-- Exercise aim --
Nothing beyond the line containing "Target: white t-shirt" should be printed; print each line exactly from the first line of the listing below through it.

-- Input records --
Start of Block
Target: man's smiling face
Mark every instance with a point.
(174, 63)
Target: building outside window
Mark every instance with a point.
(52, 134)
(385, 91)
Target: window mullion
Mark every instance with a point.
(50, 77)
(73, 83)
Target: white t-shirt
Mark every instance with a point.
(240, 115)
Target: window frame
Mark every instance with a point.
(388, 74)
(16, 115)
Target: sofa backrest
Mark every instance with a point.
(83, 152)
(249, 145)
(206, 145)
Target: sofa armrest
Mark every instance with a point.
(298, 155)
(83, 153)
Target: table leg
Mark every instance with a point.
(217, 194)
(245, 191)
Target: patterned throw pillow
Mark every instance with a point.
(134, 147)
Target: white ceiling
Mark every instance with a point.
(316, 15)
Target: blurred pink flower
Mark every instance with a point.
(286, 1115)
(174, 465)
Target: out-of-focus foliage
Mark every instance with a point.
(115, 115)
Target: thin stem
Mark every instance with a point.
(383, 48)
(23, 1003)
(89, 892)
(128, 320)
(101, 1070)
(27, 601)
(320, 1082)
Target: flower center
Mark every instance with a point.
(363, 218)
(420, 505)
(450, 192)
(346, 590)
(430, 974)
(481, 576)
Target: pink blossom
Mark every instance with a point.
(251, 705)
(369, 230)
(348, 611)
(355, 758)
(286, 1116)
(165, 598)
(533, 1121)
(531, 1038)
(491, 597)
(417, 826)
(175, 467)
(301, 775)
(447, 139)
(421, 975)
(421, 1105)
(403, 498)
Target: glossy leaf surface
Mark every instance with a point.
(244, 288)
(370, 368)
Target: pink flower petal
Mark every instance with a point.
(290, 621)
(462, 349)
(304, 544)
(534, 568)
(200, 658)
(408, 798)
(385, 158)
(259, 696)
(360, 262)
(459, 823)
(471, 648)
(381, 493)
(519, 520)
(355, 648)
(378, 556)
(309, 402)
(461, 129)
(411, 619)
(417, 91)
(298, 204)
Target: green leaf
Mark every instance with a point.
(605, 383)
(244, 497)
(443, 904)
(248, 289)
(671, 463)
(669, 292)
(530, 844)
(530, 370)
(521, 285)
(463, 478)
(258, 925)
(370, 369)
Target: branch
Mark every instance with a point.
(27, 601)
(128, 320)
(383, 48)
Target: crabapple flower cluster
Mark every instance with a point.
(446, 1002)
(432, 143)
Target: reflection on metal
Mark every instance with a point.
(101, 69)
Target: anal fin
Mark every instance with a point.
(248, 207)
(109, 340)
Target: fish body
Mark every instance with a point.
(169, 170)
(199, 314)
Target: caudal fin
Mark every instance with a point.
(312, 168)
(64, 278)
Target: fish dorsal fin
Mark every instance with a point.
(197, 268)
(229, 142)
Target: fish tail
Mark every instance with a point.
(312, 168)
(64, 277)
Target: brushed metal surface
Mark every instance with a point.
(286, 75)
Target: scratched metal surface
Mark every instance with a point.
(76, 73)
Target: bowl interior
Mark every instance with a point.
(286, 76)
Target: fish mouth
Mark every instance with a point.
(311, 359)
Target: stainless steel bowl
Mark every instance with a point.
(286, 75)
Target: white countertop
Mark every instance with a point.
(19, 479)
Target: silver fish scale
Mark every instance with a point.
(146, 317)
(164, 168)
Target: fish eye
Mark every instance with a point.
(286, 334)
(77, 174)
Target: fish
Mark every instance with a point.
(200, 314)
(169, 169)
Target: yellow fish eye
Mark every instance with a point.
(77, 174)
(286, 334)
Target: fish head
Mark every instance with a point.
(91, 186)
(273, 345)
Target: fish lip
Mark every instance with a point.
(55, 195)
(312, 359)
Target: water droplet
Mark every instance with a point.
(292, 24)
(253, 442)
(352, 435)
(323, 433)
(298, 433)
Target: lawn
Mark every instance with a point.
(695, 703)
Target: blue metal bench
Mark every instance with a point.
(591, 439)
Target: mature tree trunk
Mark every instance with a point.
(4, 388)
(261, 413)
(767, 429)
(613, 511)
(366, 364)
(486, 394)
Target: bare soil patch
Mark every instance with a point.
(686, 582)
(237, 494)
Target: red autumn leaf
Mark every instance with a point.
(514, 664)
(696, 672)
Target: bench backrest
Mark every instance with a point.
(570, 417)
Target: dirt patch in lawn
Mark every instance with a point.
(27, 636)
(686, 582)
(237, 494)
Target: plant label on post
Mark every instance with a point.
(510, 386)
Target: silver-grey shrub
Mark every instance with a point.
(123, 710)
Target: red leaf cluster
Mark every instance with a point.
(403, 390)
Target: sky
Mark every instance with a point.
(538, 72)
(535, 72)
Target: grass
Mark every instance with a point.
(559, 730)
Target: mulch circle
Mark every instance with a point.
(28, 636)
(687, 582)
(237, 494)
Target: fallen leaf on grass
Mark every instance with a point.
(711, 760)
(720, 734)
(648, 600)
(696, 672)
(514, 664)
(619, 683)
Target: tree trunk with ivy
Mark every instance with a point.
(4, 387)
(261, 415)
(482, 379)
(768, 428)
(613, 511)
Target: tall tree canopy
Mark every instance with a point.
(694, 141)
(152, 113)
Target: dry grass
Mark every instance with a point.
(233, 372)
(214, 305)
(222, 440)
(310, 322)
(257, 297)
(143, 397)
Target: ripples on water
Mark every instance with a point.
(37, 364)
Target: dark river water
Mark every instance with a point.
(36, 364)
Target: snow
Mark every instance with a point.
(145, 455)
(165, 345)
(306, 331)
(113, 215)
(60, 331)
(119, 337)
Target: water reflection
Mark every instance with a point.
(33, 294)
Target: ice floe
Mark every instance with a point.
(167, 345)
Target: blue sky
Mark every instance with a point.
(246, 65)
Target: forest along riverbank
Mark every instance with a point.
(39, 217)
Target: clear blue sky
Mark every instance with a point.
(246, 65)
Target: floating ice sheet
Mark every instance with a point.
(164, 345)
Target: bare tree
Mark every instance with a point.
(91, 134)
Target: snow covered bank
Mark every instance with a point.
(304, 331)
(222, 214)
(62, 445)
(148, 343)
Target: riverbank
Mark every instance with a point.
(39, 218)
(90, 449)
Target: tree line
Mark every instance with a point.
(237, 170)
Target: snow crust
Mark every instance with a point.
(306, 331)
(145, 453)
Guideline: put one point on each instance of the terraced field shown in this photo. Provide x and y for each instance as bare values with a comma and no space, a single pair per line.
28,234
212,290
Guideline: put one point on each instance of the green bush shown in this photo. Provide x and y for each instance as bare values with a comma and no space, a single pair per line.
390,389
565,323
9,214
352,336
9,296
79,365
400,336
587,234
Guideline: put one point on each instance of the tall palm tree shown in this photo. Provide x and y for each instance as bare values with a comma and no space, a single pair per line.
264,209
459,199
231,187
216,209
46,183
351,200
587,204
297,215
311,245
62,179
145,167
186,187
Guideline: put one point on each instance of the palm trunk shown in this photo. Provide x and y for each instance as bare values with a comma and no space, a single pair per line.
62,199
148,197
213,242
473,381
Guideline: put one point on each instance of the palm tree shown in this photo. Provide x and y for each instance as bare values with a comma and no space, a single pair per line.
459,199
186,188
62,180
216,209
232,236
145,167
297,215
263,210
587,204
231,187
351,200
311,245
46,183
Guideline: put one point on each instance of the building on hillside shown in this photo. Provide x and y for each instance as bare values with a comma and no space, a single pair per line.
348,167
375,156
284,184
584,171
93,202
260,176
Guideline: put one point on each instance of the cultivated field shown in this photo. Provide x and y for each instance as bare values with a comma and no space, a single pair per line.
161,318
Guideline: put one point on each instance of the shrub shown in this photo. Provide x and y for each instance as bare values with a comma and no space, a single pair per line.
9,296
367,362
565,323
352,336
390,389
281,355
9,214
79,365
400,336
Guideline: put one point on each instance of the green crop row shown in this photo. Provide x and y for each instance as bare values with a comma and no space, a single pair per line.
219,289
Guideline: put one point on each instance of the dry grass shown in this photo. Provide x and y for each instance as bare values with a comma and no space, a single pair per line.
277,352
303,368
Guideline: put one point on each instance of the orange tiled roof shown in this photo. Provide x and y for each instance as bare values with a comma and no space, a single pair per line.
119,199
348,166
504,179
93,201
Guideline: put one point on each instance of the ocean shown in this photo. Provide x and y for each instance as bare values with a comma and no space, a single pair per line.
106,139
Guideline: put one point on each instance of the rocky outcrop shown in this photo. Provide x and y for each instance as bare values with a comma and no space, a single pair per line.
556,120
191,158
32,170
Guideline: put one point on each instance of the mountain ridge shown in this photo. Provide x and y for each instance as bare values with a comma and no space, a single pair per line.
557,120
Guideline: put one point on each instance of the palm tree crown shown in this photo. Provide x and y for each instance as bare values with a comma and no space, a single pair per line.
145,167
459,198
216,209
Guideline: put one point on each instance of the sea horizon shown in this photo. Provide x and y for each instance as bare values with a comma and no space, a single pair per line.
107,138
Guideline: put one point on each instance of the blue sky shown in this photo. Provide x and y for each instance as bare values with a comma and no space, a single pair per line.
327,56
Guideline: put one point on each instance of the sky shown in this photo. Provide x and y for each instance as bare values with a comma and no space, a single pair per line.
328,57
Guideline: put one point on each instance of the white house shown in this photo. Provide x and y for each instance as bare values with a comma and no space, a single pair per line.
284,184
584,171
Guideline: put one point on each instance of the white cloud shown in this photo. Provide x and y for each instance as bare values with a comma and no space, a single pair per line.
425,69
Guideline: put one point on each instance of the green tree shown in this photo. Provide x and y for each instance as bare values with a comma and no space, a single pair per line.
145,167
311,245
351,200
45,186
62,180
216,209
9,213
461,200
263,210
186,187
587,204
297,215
End of Block
-- Exercise output --
Target: man's smiling face
Mark every instance with a point.
(174, 63)
Target: building outside window
Mark every instance with a point.
(52, 134)
(385, 91)
Target: window mullion
Mark every instance with a point.
(50, 77)
(73, 83)
Target: white t-shirt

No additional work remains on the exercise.